» WORK INSTRUCTIONS: In the listing below, transcribe every line from the one containing "Target: smoke" down to the end of the listing. Reproduce each line without any change.
--- BEGIN RECORDS SHOWN ---
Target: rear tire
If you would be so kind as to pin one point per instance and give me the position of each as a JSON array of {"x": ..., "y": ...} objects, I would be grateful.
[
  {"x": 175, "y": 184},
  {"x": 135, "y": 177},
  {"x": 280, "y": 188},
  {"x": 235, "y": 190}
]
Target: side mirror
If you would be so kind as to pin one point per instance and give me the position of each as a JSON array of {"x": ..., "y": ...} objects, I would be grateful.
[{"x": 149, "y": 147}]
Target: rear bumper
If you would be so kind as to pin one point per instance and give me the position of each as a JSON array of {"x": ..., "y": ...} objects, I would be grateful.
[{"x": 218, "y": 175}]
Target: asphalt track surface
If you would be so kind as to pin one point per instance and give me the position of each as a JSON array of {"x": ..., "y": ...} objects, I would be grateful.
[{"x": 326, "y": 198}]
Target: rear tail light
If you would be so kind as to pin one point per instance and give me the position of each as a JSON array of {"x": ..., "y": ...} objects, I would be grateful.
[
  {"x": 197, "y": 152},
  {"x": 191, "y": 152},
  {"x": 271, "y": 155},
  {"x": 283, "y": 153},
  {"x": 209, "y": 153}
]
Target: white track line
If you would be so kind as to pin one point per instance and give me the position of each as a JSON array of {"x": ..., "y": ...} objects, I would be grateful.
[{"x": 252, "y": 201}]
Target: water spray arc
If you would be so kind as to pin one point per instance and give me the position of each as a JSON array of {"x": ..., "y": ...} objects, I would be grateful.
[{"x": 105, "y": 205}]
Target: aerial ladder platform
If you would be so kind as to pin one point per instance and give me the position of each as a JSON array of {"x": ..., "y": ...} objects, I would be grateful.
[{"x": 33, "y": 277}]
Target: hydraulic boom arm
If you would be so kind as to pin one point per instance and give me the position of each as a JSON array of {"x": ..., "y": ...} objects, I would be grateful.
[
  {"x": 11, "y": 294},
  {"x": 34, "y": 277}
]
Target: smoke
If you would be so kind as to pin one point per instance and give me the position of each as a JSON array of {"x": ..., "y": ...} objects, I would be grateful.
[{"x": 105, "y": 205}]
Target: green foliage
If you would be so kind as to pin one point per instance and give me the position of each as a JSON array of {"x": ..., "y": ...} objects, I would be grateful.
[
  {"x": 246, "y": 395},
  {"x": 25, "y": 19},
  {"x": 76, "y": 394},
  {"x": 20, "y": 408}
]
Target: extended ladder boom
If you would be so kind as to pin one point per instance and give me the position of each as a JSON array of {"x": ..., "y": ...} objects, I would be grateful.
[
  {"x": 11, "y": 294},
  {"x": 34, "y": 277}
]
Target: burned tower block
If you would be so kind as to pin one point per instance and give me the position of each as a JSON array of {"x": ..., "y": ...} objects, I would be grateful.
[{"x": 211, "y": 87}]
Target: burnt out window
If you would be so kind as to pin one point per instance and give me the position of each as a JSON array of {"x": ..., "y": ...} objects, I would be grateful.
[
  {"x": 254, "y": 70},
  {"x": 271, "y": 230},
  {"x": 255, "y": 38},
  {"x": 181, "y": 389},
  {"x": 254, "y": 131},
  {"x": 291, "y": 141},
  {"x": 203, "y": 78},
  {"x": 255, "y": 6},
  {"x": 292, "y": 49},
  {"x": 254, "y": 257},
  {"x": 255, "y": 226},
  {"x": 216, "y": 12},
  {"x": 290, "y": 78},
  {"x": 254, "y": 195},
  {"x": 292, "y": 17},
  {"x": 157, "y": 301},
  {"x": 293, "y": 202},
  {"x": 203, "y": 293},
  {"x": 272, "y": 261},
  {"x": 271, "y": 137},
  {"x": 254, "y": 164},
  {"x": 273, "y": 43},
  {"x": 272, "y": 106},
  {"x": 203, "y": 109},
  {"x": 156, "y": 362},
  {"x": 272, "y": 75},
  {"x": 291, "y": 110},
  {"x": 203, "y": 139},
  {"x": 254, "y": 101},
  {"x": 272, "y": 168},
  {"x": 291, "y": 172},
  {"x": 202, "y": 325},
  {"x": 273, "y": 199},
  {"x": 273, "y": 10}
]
--- END RECORDS SHOWN ---
» OUTPUT OF THE TASK:
Target: smoke
If you would be so kind as to pin one point per instance and give me the position of each as a JSON array of {"x": ..., "y": ...} objects, I would be grateful.
[{"x": 105, "y": 205}]
Target: green foliage
If you would be so kind as to pin one point per instance and give me the position of each as a JSON array of {"x": ..., "y": ...} objects, I would be grateful.
[
  {"x": 246, "y": 395},
  {"x": 25, "y": 19},
  {"x": 76, "y": 394},
  {"x": 20, "y": 408}
]
Target: extended ladder boom
If you would be so kind as to pin one point per instance and give me the position of each as a JSON array of {"x": ..., "y": ...} objects, I would be grateful.
[
  {"x": 11, "y": 294},
  {"x": 34, "y": 277}
]
Target: burned tower block
If you would be so kind as to pin one point per instance and give me the position of each as a JSON array of {"x": ..., "y": ...} objects, I would be grateful.
[{"x": 211, "y": 87}]
Target: burnt out window
If you would be so kind as to pin one point per instance and give me the position of each as a JSON array of {"x": ..., "y": ...} objects, I would be grateful.
[
  {"x": 254, "y": 70},
  {"x": 271, "y": 230},
  {"x": 255, "y": 38},
  {"x": 181, "y": 389},
  {"x": 254, "y": 131},
  {"x": 291, "y": 141},
  {"x": 203, "y": 78},
  {"x": 255, "y": 6},
  {"x": 292, "y": 49},
  {"x": 254, "y": 257},
  {"x": 255, "y": 226},
  {"x": 216, "y": 12},
  {"x": 290, "y": 78},
  {"x": 254, "y": 195},
  {"x": 292, "y": 17},
  {"x": 157, "y": 301},
  {"x": 293, "y": 202},
  {"x": 203, "y": 293},
  {"x": 272, "y": 261},
  {"x": 271, "y": 137},
  {"x": 254, "y": 164},
  {"x": 273, "y": 43},
  {"x": 272, "y": 106},
  {"x": 203, "y": 109},
  {"x": 156, "y": 362},
  {"x": 272, "y": 75},
  {"x": 291, "y": 110},
  {"x": 203, "y": 139},
  {"x": 254, "y": 101},
  {"x": 272, "y": 168},
  {"x": 291, "y": 172},
  {"x": 202, "y": 325},
  {"x": 273, "y": 199},
  {"x": 273, "y": 10}
]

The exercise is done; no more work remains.